**TASK STATEMENT**
Give back the records below exactly, every one, with no pictures.

**RECORDED INFORMATION**
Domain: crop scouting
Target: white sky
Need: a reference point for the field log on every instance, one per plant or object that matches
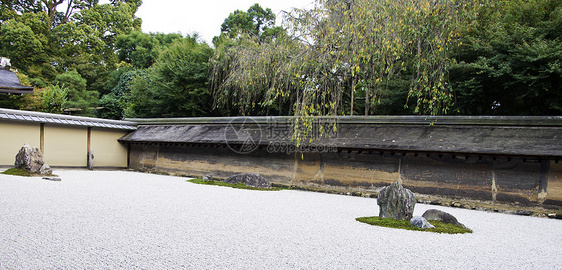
(202, 16)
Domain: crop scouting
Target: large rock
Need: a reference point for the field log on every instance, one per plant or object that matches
(434, 214)
(396, 202)
(30, 159)
(421, 222)
(249, 179)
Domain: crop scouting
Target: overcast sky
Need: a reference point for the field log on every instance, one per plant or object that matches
(201, 16)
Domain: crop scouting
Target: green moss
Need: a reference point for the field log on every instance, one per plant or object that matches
(223, 184)
(440, 227)
(17, 172)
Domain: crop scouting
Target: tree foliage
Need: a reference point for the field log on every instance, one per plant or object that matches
(257, 21)
(510, 62)
(176, 85)
(340, 49)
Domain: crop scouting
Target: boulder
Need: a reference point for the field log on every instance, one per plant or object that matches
(396, 202)
(421, 222)
(30, 159)
(249, 179)
(56, 179)
(434, 214)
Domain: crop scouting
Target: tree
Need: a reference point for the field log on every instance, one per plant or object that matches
(78, 96)
(341, 49)
(176, 85)
(26, 40)
(256, 21)
(510, 61)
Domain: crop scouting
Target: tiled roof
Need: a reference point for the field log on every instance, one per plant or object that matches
(37, 117)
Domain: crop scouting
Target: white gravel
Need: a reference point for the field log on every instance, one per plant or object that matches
(128, 220)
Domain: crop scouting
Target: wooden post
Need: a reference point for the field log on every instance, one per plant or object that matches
(90, 158)
(42, 138)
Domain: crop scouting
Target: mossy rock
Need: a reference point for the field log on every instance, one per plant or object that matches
(440, 227)
(224, 184)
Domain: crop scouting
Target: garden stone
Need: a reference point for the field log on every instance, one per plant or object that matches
(249, 179)
(30, 159)
(396, 202)
(56, 179)
(434, 214)
(46, 170)
(421, 222)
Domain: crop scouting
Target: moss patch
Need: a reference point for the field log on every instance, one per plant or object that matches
(440, 227)
(21, 172)
(223, 184)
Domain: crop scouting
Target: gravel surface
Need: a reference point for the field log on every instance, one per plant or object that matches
(128, 220)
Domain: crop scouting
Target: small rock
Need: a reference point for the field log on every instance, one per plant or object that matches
(421, 222)
(46, 170)
(434, 214)
(524, 212)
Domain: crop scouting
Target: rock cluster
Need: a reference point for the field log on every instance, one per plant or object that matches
(249, 179)
(421, 222)
(396, 202)
(434, 214)
(31, 159)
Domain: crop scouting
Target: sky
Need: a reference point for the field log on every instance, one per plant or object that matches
(202, 16)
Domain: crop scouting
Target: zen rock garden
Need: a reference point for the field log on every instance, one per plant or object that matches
(398, 203)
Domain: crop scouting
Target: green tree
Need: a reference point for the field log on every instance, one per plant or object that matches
(25, 39)
(256, 21)
(78, 96)
(341, 49)
(176, 85)
(511, 58)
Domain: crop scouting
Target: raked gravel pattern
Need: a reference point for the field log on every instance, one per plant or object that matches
(129, 220)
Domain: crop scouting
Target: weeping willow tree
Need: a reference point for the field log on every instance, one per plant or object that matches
(340, 48)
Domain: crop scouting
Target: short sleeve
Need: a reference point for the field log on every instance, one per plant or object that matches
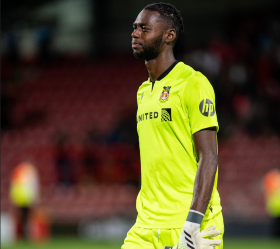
(199, 100)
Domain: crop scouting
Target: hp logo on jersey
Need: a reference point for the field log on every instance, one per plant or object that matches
(207, 108)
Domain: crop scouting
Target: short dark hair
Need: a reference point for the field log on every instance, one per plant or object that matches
(169, 14)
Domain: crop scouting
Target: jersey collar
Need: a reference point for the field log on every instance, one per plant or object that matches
(167, 71)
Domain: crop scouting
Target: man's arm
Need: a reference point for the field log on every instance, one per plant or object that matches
(206, 148)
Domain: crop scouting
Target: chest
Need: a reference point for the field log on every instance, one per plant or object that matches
(159, 103)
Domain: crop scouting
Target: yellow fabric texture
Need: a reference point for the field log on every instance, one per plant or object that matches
(151, 238)
(168, 115)
(272, 192)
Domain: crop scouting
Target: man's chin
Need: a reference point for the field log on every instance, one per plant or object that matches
(139, 55)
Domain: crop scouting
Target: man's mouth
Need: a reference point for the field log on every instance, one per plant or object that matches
(136, 44)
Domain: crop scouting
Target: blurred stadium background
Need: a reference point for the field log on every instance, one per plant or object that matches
(68, 104)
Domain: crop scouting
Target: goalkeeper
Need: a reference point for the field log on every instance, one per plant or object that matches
(178, 204)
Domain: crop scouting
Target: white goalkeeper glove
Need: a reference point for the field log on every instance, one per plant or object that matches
(192, 238)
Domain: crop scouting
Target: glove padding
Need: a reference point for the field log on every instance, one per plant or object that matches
(192, 238)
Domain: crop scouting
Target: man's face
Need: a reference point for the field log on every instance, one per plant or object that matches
(147, 35)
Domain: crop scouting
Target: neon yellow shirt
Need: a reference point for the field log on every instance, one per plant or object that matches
(181, 102)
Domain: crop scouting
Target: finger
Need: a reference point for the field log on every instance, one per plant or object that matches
(210, 228)
(211, 242)
(212, 233)
(207, 247)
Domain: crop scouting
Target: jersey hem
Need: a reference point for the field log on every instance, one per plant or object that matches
(201, 127)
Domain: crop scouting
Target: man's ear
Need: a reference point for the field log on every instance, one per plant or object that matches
(170, 36)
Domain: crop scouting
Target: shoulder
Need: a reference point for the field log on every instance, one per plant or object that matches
(197, 81)
(142, 88)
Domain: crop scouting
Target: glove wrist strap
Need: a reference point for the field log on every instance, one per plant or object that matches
(195, 217)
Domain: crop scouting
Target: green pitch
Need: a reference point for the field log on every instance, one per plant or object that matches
(75, 243)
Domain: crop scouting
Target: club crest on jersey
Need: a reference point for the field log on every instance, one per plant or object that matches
(165, 94)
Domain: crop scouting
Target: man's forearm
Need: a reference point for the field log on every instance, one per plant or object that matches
(204, 182)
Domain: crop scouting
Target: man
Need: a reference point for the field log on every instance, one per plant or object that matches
(177, 125)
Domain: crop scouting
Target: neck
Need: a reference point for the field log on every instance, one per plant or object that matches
(159, 65)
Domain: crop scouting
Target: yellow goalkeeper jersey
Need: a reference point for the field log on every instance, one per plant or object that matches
(180, 103)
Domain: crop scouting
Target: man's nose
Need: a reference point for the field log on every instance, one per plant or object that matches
(135, 33)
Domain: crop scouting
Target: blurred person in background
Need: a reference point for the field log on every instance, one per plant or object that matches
(272, 198)
(24, 193)
(177, 127)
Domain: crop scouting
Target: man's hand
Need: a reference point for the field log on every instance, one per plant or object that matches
(192, 238)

**THE REPLY**
Domain: crop scouting
Target: white sky
Need: a reference point for the field log on every instance, one per plant or object that matches
(202, 16)
Domain: crop scouting
Target: large rock
Need: a reference point for the field log on every instance, one per plant or object that matches
(434, 214)
(396, 202)
(30, 159)
(421, 222)
(249, 179)
Domain: crop scouting
Target: overcast sky
Need: a reference point for the field log on every instance, one per plant or object that matches
(201, 16)
Domain: crop scouting
Target: green moss
Need: a reference point for the field log on every instance, one per plant or object that matches
(223, 184)
(440, 227)
(17, 172)
Domain: crop scouting
Target: tree foliage
Need: a reference point for the field log on every instance, one per plant or object that matches
(257, 21)
(510, 62)
(176, 85)
(340, 49)
Domain: crop scouting
Target: boulder
Need: a reference point for the field log on every instance, one per plant or object that matches
(396, 202)
(421, 222)
(30, 159)
(249, 179)
(56, 179)
(434, 214)
Domain: crop scouting
Target: tree
Need: a reference point for the field log on every instance, one per plant or object that matches
(78, 96)
(341, 49)
(176, 85)
(26, 40)
(256, 21)
(510, 61)
Domain: crop scouting
Target: tiled roof
Need: a reference point for the field log on every instance, one per plant or object that matches
(37, 117)
Domain: crop scouting
Target: white gravel
Need: a reference point for the field log on every instance, one per plant or object that matches
(128, 220)
Domain: crop scouting
Target: wooden post
Need: a reference point for the field log on every instance, one per plant or object that matches
(90, 158)
(42, 138)
Domain: crop scouting
Target: mossy rock
Need: a reference point for the field log on every instance, one per plant or object that matches
(440, 227)
(224, 184)
Domain: crop scouting
Target: garden stone
Need: a reference point for the field log on every instance, one per plant or object that matches
(249, 179)
(30, 159)
(396, 202)
(56, 179)
(434, 214)
(46, 170)
(421, 222)
Domain: crop scouting
Target: moss patch
Need: a reference point for the field log on every instance, one per plant or object that matches
(440, 227)
(21, 172)
(223, 184)
Domain: crop scouting
Target: gravel surface
Need: a reference point for the field log on every instance, one per plant or object that matches
(128, 220)
Domain: crop scouting
Target: small rock
Need: a reference point for the field log on every instance, one per plant or object that matches
(421, 222)
(46, 170)
(434, 214)
(524, 212)
Domain: crop scouting
Target: rock cluster
Need: a reference point for the field log on every instance, one per plant or object that matches
(249, 179)
(421, 222)
(396, 202)
(434, 214)
(31, 159)
Domain: crop scouting
Target: sky
Need: a reference point for the field log on every instance, one per plant or object that matches
(202, 16)
Domain: crop scouting
Target: zen rock garden
Need: a reference point for the field log on every instance, one per plant or object that matches
(398, 203)
Domain: crop scouting
Target: green tree
Need: a reference point for the field log on every instance, one per plant or object that matches
(25, 39)
(256, 21)
(78, 96)
(341, 49)
(176, 85)
(511, 58)
Domain: crop scouting
Target: raked gravel pattern
Need: a reference point for the field log on every instance, one per plant or object that matches
(129, 220)
Domain: crop scouting
Target: weeping willow tree
Need: a reference point for the field log on every instance, one per plant or object that matches
(340, 48)
Domain: crop scouting
Target: short sleeve
Need: a reference point for the field log on every instance, one per plant or object that matches
(199, 100)
Domain: crop scouting
Target: hp logo on jersey
Need: a reference point for the field log on every instance, one per plant or object that matches
(207, 108)
Domain: crop scouting
Target: short dark hair
Need: a reference point for the field log on every instance, one per plant or object that matches
(169, 14)
Domain: crop scouting
Target: jersey collar
Need: a reference point for the field log on every instance, one per plant or object that matches
(167, 71)
Domain: crop scouting
Target: man's arm
Need: a reference point for the field log on every instance, one per plant or object that matches
(206, 148)
Domain: crop scouting
Target: chest
Need: a reference point for the field log on every instance, one per plant or object that matches
(159, 103)
Domain: crop scouting
Target: yellow fabric texture
Need: a reference point for the field log on every instance, one per plant or object that matches
(151, 238)
(168, 115)
(272, 192)
Domain: crop scouting
Target: man's chin
Need: a reference point for the field log on every instance, one per plant or object that matches
(139, 55)
Domain: crop scouting
Target: man's mouth
Need: a reference point for the field log on every instance, one per plant or object that matches
(136, 44)
Domain: crop scouting
Target: blurred stadium background
Need: a reference point for the field log on every instance, one per plant or object that matches
(68, 104)
Domain: crop scouting
Target: goalkeeper
Need: a reference point for the field log on every instance, one per plant or object that matches
(178, 204)
Domain: crop scouting
Target: white goalkeeper glove
Need: a reference point for the field log on every instance, one per plant or object that matches
(192, 238)
Domain: crop scouting
Target: glove padding
Need: a reference point for the field log on every instance, one per plant or object that matches
(192, 238)
Domain: crop scouting
Target: man's face
Need: a reference point for the field log on every instance, one per plant or object that matches
(147, 35)
Domain: crop scouting
Target: neon yellow shirt
Need: a reference point for the field log on every instance, one per plant or object that matches
(181, 102)
Domain: crop scouting
Target: finger
Need: a reference point for the field log on every instance, one per plant or object that matches
(210, 228)
(211, 242)
(212, 233)
(207, 247)
Domain: crop scouting
Target: jersey hem
Need: a reference point for the field log on every instance, one per plant or object that matches
(201, 127)
Domain: crop scouting
Target: man's ear
Need: a reference point for the field log on every instance, one per plant or object that matches
(170, 36)
Domain: crop scouting
Target: shoulder
Need: a reference point for the field log on every instance, one per plant or object that matches
(197, 81)
(142, 88)
Domain: crop scouting
Target: glove wrist strap
Need: a reference point for the field log on every instance, one per plant or object that matches
(195, 217)
Domain: crop scouting
Target: green pitch
Need: a reference point for the field log on every instance, one per plant or object that matches
(75, 243)
Domain: crop scouting
Target: club crest on jersey
Need: a reference point for the field log on every instance, one per plant or object that matches
(165, 94)
Domain: crop scouting
Target: man's forearm
Need: a reference point for the field log on every instance, one per plant or object that matches
(204, 182)
Domain: crop scouting
Target: man
Need: a reference point for the field log on every instance, one per plant or object that matches
(177, 125)
Domain: crop scouting
Target: neck
Need: a reference point for the field log on every instance, one per plant or object that matches
(159, 65)
Domain: crop scouting
Target: yellow goalkeeper jersey
Need: a reference point for the field log on every instance, one per plant or object that matches
(180, 103)
Domain: crop scouting
Target: man's nose
Need: a reference point for the field log on every instance, one per plant or object that matches
(135, 33)
Domain: crop scouting
Target: blurred person in background
Need: a reference point for the field log on every instance, one per plant or object that matches
(272, 198)
(24, 193)
(177, 127)
Domain: crop scouting
Target: man's hand
Need: a reference point for the field log on every instance, one per plant or object that matches
(192, 238)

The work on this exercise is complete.